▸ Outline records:
**********
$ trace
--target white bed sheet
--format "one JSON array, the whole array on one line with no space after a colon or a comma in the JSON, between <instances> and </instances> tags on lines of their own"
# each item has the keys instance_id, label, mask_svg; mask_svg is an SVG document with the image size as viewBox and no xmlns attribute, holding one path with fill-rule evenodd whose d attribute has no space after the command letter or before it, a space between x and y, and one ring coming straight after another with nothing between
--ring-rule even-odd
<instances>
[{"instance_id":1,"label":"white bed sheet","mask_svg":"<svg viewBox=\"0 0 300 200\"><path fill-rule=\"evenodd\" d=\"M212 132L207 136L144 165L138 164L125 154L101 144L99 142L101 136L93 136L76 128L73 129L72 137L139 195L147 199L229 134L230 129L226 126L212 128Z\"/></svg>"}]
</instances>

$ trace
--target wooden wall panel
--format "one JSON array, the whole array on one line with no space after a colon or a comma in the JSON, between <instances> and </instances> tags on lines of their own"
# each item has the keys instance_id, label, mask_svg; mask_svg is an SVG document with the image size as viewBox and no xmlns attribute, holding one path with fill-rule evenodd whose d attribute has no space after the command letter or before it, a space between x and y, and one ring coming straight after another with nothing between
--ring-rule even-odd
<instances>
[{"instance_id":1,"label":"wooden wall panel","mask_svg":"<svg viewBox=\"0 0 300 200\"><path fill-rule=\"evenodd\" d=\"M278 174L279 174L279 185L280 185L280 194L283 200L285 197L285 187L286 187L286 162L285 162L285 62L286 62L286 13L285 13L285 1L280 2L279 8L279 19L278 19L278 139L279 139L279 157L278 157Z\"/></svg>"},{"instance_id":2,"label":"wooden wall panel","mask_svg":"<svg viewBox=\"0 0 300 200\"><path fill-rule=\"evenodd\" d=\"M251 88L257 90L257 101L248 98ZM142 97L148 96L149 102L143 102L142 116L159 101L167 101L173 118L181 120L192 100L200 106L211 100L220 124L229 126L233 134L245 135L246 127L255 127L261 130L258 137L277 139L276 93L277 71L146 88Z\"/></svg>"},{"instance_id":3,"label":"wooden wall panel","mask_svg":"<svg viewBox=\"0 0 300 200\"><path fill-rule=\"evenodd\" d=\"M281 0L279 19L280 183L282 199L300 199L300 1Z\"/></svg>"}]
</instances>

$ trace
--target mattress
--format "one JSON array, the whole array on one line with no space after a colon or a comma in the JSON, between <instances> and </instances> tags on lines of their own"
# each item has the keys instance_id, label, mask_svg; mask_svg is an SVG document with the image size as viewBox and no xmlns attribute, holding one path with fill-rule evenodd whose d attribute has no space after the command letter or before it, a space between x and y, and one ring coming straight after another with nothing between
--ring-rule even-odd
**********
▸ What needs to be done: All of the data needs to be printed once more, exactly.

▸ Finished exercise:
$ trace
--target white bed sheet
--format "one JSON array, the whole array on one line with no space after a colon or a comma in the JSON, between <instances> and </instances> tags on lines of their own"
# each item has the keys instance_id, label, mask_svg; mask_svg is an SVG document with the image size as viewBox and no xmlns attribute, holding one path with fill-rule evenodd whose d attribute has no space after the command letter or before it, a space between x and y, and one ring coming straight after another with nothing between
--ring-rule even-odd
<instances>
[{"instance_id":1,"label":"white bed sheet","mask_svg":"<svg viewBox=\"0 0 300 200\"><path fill-rule=\"evenodd\" d=\"M212 132L207 136L144 165L138 164L125 154L101 144L99 142L101 136L93 136L76 128L73 129L72 137L139 195L147 199L229 134L230 129L226 126L212 128Z\"/></svg>"}]
</instances>

$ trace
--target wooden wall panel
--format "one JSON array, the whole array on one line with no space after a colon or a comma in the JSON, between <instances> and </instances> tags on lines of their own"
# each item has the keys instance_id, label, mask_svg; mask_svg is an SVG document with the image size as viewBox and no xmlns attribute, holding one path with fill-rule evenodd whose d attribute has no space after the command letter or before it, a space between x and y, and one ring coming straight after another with nothing between
--ring-rule even-odd
<instances>
[{"instance_id":1,"label":"wooden wall panel","mask_svg":"<svg viewBox=\"0 0 300 200\"><path fill-rule=\"evenodd\" d=\"M278 174L279 174L279 185L280 185L280 194L283 200L285 197L285 187L286 187L286 162L285 162L285 62L286 62L286 13L285 13L285 1L280 2L279 8L279 19L278 19L278 139L279 139L279 157L278 157Z\"/></svg>"},{"instance_id":2,"label":"wooden wall panel","mask_svg":"<svg viewBox=\"0 0 300 200\"><path fill-rule=\"evenodd\" d=\"M251 88L257 90L257 101L248 98ZM142 97L148 96L149 102L143 102L142 116L159 101L167 101L173 118L181 120L192 100L200 106L211 100L220 124L229 126L233 134L245 135L246 127L255 127L261 130L258 137L277 139L276 93L277 71L146 88Z\"/></svg>"},{"instance_id":3,"label":"wooden wall panel","mask_svg":"<svg viewBox=\"0 0 300 200\"><path fill-rule=\"evenodd\" d=\"M281 0L279 19L280 183L282 199L300 199L300 1Z\"/></svg>"}]
</instances>

$ trace
--target mattress
--format "one JSON array, the whole array on one line with no space after a colon or a comma in the JSON, between <instances> and </instances> tags on lines of their own"
# each item has the keys instance_id, label, mask_svg; mask_svg is an SVG document with the image size as viewBox and no xmlns attribute, holding one path with fill-rule evenodd whose d attribute has no space after the command letter or before it, a space between x and y, and one ring coming straight after another with nothing between
--ring-rule even-odd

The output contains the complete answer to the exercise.